### Stated goal
From the material below, keep only the lines that contain the string "sculpted", matching case exactly, and copy each of them in full.

### Task material
※ ※ ※

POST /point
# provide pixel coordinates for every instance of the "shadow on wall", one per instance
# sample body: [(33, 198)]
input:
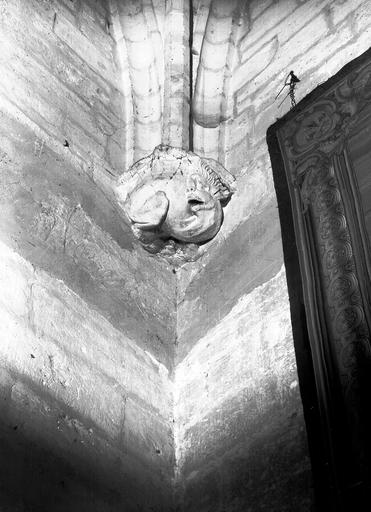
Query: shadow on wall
[(53, 463)]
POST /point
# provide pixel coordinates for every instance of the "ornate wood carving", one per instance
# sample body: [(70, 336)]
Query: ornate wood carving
[(334, 258)]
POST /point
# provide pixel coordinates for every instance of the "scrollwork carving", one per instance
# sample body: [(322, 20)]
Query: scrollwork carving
[(174, 201), (311, 141)]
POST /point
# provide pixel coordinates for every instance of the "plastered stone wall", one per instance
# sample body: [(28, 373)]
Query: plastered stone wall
[(244, 447), (87, 320)]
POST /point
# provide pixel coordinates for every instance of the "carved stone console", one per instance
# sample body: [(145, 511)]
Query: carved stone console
[(320, 165), (174, 201)]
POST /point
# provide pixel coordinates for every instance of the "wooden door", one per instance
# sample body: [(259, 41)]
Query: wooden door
[(321, 158)]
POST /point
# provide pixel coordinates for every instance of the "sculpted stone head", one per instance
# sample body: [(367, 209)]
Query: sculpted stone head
[(174, 196)]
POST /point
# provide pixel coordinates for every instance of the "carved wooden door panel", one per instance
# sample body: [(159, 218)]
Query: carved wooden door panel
[(321, 156)]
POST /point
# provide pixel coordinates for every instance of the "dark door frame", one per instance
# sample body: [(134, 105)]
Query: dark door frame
[(307, 153)]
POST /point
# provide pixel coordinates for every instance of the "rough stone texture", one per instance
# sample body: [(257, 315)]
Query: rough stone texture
[(87, 325), (242, 445), (223, 448), (90, 323), (78, 429)]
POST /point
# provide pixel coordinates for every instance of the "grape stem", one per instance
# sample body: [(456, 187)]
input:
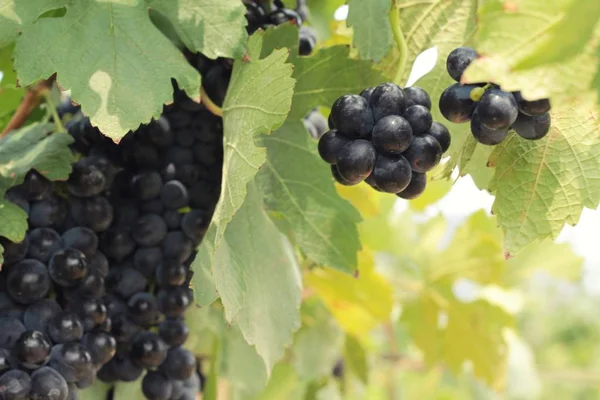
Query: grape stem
[(209, 104), (394, 17)]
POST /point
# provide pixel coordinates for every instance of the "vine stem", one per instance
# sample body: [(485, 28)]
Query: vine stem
[(394, 17)]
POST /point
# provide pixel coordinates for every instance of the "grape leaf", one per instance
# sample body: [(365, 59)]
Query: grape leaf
[(258, 100), (115, 61), (324, 225), (214, 27), (34, 147), (504, 45), (535, 194), (257, 277), (372, 30)]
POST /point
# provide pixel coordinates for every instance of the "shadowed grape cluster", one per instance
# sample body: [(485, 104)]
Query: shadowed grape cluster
[(386, 137), (491, 111)]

※ ※ ※

### Result
# provide pixel coordinates for every instance of the "sculpted stone head", one per instance
Query: sculpted stone head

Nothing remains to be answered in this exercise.